-- START Records shown --

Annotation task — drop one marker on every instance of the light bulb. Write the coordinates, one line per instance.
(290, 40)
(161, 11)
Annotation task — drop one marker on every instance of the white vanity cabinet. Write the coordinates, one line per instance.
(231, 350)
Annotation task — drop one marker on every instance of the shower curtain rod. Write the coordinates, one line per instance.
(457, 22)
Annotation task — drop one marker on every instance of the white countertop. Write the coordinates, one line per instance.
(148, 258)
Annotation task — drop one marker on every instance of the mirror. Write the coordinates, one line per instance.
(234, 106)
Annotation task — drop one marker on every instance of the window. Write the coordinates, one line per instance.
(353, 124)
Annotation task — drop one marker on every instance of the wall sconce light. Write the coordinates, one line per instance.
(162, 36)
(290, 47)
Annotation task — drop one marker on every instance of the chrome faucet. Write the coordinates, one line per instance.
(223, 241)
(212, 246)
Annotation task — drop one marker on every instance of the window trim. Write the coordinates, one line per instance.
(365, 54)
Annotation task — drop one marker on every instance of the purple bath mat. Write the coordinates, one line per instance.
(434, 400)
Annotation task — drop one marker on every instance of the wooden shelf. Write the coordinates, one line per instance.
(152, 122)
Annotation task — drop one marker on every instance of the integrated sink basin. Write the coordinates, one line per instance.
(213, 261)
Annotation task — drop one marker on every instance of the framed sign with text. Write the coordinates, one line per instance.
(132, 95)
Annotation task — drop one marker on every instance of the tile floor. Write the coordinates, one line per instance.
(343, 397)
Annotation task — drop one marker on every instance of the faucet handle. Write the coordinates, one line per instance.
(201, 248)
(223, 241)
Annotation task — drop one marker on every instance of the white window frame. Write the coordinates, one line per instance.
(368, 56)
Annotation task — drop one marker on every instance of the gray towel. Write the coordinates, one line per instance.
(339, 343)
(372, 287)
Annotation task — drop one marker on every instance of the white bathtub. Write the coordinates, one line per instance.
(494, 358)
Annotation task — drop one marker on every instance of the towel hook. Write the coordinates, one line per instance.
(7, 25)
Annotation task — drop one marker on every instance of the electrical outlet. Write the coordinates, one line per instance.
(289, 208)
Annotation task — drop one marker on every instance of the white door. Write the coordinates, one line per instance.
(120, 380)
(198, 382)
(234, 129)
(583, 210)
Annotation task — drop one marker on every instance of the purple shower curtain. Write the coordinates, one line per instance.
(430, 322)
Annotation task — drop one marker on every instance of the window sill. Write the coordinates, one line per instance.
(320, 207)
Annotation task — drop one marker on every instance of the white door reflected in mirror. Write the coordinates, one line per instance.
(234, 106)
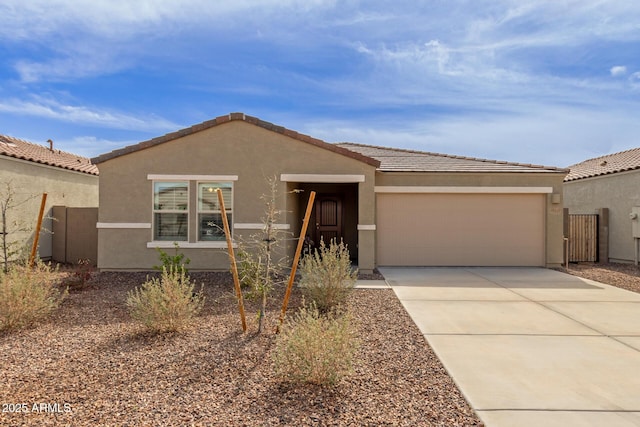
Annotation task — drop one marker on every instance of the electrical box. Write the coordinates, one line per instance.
(635, 221)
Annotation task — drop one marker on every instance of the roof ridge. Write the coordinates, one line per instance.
(44, 147)
(607, 164)
(235, 117)
(22, 149)
(607, 156)
(452, 156)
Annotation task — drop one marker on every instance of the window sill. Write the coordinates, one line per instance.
(187, 245)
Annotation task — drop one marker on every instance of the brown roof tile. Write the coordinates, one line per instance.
(21, 149)
(232, 117)
(400, 160)
(605, 165)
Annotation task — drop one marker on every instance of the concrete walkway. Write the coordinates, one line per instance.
(530, 346)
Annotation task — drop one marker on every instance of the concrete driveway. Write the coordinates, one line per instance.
(530, 346)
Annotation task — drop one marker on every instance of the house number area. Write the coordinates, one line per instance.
(40, 407)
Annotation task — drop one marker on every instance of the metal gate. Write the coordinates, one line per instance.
(583, 238)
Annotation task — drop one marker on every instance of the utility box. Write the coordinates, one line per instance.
(635, 221)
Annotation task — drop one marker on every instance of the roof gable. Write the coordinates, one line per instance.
(235, 117)
(24, 150)
(401, 160)
(605, 165)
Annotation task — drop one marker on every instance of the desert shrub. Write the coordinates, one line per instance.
(166, 304)
(326, 276)
(80, 275)
(315, 348)
(27, 295)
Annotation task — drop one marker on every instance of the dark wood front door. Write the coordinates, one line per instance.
(328, 218)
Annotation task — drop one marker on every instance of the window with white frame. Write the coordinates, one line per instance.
(210, 225)
(171, 211)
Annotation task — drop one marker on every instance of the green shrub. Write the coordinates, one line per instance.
(176, 261)
(314, 348)
(326, 276)
(27, 295)
(166, 304)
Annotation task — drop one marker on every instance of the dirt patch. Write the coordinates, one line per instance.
(91, 365)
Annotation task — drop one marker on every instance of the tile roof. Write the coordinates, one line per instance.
(21, 149)
(235, 117)
(605, 165)
(400, 160)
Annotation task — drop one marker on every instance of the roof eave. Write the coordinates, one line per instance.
(228, 118)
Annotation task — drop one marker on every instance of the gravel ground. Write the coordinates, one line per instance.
(90, 365)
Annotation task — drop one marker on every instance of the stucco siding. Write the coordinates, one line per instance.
(63, 187)
(619, 193)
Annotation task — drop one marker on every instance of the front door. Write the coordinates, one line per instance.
(328, 216)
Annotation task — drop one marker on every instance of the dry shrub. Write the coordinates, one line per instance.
(167, 304)
(326, 276)
(27, 295)
(314, 348)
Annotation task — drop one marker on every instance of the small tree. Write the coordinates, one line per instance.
(260, 268)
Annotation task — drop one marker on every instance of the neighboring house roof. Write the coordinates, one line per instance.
(228, 118)
(400, 160)
(24, 150)
(605, 165)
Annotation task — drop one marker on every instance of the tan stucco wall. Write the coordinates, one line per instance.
(236, 148)
(553, 218)
(619, 193)
(63, 187)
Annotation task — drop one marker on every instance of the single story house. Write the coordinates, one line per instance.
(612, 182)
(31, 169)
(392, 207)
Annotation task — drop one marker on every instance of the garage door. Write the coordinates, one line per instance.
(460, 229)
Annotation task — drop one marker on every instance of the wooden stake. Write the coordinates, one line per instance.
(36, 238)
(232, 257)
(296, 258)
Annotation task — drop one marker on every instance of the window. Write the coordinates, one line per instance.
(170, 211)
(210, 226)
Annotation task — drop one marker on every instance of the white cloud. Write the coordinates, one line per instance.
(552, 136)
(91, 146)
(618, 70)
(52, 109)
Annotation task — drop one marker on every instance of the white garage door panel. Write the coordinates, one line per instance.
(460, 229)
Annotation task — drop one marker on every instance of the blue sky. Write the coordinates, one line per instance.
(550, 82)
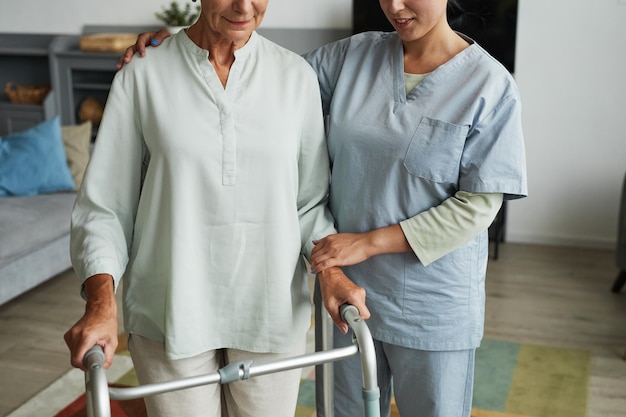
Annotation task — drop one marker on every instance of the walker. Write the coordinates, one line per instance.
(99, 394)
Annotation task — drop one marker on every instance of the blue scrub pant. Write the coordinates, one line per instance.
(424, 383)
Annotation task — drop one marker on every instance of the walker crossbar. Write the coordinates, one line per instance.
(99, 393)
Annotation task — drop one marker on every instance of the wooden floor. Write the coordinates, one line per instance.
(545, 295)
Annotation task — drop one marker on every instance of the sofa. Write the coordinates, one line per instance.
(40, 170)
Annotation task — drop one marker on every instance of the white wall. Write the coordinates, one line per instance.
(571, 70)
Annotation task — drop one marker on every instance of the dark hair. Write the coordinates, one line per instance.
(459, 15)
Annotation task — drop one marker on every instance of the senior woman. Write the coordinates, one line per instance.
(207, 184)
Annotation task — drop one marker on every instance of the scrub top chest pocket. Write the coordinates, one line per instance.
(435, 150)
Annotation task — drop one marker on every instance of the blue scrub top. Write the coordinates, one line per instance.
(395, 155)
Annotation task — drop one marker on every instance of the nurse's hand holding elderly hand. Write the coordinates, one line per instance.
(344, 249)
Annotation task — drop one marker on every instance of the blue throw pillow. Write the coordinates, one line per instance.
(33, 161)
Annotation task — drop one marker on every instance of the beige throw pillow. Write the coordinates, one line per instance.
(76, 139)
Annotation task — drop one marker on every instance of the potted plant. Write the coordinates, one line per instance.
(176, 17)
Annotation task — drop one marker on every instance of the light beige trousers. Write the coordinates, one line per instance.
(273, 395)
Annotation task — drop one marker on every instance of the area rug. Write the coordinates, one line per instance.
(512, 380)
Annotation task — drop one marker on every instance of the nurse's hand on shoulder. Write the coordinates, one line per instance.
(144, 39)
(337, 289)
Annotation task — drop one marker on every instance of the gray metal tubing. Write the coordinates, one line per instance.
(350, 314)
(97, 391)
(328, 377)
(213, 378)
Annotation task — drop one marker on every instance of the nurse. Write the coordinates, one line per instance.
(426, 142)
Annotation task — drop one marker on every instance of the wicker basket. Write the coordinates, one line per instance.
(26, 94)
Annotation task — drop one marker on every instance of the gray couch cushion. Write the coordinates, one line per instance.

-- END Records shown --

Goal of the exercise:
Reproduce the material verbatim, from the line containing "basket. Write the coordinates, one line per instance." through the end of the material, both included.

Reply to the task:
Annotation task — drop one marker on every instance of the wicker basket. Write the coordinates, one line per instance.
(26, 94)
Annotation task — drop one marker on every instance of the gray couch cushion. Write the coordinates, one line per instance.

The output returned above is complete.